(Object detection data)
※
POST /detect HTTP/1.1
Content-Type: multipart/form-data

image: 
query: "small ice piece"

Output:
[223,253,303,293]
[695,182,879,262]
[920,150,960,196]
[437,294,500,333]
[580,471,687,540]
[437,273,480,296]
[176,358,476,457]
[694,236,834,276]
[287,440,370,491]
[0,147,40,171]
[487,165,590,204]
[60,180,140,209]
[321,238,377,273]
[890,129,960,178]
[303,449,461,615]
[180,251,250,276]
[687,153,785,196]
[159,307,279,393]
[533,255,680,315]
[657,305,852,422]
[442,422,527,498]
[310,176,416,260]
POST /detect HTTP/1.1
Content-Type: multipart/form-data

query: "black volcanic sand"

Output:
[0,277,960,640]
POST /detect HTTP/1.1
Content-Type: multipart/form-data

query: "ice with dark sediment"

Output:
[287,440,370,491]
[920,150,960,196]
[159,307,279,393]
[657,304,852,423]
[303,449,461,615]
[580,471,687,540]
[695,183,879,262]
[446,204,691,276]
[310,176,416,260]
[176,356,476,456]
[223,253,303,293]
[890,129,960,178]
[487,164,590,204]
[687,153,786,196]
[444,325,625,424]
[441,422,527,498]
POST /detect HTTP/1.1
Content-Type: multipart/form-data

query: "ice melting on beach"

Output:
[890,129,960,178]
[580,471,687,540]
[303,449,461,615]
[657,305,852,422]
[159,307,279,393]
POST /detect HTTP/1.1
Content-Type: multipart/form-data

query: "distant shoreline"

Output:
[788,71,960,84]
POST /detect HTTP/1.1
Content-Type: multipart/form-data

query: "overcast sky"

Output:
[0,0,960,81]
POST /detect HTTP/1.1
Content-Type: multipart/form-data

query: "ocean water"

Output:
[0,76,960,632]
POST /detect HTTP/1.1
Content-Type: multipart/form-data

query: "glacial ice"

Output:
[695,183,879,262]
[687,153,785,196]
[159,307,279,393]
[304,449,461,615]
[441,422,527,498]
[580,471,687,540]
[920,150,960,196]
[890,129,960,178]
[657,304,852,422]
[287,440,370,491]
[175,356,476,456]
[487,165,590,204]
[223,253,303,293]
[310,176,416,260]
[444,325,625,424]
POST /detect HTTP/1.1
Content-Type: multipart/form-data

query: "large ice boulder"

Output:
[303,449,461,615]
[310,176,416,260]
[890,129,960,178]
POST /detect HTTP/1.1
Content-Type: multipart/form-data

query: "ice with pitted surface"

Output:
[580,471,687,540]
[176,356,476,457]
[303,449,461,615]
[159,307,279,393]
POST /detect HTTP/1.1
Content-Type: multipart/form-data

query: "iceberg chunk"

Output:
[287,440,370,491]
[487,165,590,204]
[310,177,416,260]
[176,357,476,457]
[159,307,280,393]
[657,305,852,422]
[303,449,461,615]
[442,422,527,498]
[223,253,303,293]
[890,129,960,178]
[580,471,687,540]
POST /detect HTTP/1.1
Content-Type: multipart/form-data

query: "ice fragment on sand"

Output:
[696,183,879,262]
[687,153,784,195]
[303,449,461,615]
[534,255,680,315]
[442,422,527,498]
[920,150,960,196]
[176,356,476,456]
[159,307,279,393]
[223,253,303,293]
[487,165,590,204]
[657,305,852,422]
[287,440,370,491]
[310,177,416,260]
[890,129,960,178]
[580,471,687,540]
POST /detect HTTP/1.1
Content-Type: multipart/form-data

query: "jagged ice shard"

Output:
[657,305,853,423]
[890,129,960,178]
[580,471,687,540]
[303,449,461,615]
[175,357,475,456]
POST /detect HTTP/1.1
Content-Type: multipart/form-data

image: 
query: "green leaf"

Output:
※
Count the lines in the items above that contain the string "sand". Reply with the number only.

__Final result__
2